## THE PROBLEM
Copy exactly the lines that run from the one containing "258 134 L 253" through the end of the entries, both ends included.

(Beginning of DATA FOR THIS TASK)

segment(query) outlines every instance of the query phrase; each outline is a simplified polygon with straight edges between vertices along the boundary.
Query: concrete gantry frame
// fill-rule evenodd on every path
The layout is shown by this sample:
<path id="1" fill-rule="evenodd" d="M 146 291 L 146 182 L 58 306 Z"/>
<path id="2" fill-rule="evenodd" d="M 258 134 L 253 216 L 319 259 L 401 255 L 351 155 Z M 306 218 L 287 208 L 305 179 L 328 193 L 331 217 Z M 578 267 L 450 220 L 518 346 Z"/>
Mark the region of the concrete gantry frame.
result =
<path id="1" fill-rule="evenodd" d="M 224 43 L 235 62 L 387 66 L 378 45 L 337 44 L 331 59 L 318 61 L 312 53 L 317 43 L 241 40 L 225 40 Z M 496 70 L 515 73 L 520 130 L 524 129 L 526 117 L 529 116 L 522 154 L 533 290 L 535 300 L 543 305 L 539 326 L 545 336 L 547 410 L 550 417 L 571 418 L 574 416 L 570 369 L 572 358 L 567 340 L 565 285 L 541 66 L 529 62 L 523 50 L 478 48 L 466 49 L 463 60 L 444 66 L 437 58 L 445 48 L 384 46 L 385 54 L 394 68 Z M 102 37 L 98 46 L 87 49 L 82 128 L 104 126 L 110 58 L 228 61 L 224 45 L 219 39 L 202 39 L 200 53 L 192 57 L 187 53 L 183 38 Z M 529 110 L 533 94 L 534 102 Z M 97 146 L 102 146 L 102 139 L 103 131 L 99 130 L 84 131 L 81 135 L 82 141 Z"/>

(End of DATA FOR THIS TASK)

## REPLY
<path id="2" fill-rule="evenodd" d="M 258 134 L 253 216 L 319 259 L 401 255 L 351 155 Z M 306 218 L 287 208 L 305 179 L 328 193 L 331 217 Z M 578 267 L 450 220 L 518 346 Z"/>
Mark the region of the concrete gantry frame.
result =
<path id="1" fill-rule="evenodd" d="M 224 43 L 235 62 L 387 66 L 378 45 L 337 44 L 331 59 L 318 61 L 312 53 L 317 43 L 241 40 L 225 40 Z M 496 70 L 515 73 L 520 130 L 524 129 L 526 117 L 529 116 L 522 154 L 533 290 L 535 300 L 543 305 L 539 326 L 545 336 L 547 410 L 550 417 L 571 418 L 574 416 L 570 369 L 572 358 L 567 340 L 565 285 L 541 66 L 529 62 L 523 50 L 478 48 L 466 49 L 463 60 L 444 66 L 437 58 L 445 48 L 384 46 L 385 54 L 394 68 Z M 102 37 L 98 46 L 87 49 L 82 128 L 104 126 L 110 58 L 228 61 L 224 45 L 219 39 L 202 39 L 200 53 L 192 57 L 187 53 L 183 38 Z M 529 110 L 533 94 L 534 102 Z M 97 146 L 102 146 L 102 139 L 103 131 L 99 130 L 84 131 L 81 135 L 82 141 Z"/>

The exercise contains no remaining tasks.